> _Required work_
Tally the lines in the listing below that contain the word "tree" and reply with that count alone.

(Stored data entries)
● ● ● ●

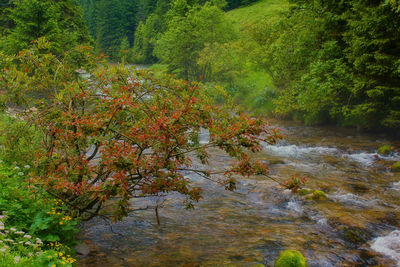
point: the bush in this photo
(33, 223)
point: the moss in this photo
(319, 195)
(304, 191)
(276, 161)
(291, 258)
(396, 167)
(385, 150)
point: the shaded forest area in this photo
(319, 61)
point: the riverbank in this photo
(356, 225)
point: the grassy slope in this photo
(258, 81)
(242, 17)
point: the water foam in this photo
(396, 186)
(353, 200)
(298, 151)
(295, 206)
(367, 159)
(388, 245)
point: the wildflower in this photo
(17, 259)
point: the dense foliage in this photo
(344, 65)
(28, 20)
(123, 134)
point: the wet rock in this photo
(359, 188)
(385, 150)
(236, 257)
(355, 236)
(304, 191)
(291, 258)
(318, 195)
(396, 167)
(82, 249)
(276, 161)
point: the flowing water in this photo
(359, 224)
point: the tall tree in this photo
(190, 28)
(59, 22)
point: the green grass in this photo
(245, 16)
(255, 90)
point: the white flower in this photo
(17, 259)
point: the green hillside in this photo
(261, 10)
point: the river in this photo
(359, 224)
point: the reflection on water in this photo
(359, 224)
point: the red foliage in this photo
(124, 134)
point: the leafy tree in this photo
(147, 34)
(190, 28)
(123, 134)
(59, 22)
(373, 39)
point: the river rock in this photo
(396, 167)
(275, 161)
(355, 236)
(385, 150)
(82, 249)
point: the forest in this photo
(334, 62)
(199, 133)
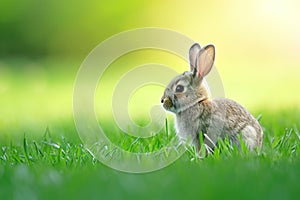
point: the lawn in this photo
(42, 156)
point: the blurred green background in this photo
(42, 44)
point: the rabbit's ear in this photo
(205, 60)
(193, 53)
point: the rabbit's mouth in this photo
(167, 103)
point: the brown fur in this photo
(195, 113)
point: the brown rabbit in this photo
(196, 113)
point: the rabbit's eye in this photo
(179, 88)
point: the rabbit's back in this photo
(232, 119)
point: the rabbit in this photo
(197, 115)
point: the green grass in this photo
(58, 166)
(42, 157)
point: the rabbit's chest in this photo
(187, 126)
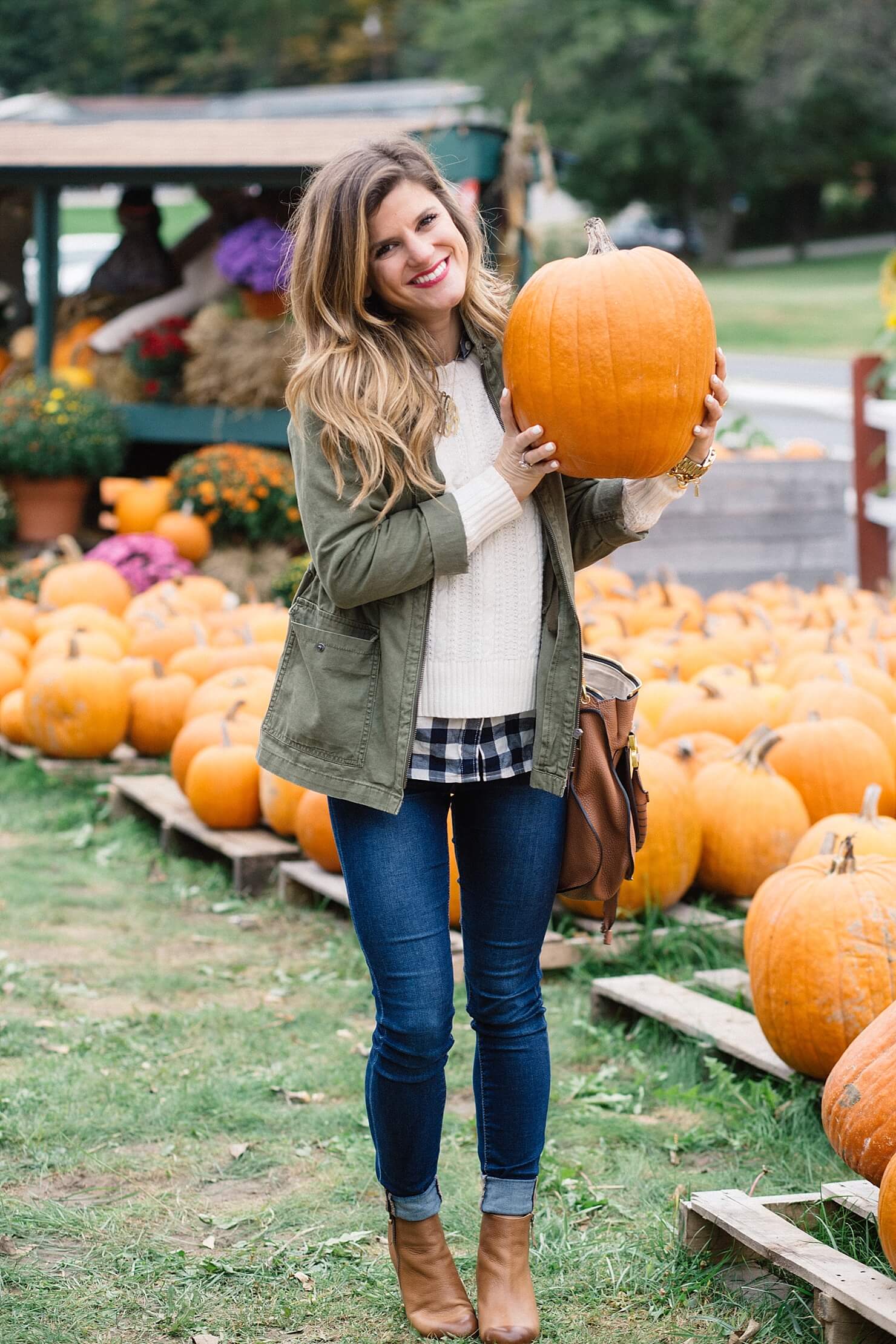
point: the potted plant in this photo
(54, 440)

● ● ● ●

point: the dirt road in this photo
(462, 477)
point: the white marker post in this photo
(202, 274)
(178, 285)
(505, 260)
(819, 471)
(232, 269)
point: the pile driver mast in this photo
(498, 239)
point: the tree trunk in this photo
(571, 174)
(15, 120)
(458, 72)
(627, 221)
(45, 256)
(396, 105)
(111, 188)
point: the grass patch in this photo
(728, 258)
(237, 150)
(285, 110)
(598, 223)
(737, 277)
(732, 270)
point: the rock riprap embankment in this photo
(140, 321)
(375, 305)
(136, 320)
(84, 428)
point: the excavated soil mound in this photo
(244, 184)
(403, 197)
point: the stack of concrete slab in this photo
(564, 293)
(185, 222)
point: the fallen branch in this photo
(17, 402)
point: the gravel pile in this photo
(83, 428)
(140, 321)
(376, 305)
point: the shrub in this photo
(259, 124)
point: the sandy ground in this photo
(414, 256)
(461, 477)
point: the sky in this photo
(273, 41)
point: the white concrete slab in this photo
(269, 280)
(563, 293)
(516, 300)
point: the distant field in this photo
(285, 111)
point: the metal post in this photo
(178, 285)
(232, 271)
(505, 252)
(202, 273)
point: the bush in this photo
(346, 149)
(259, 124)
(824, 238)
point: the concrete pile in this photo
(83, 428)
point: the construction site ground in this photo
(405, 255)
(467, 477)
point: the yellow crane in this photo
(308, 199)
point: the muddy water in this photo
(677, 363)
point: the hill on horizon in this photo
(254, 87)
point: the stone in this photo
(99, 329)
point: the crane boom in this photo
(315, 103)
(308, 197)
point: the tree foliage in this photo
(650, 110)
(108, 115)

● ● ● ●

> _Written solution_
4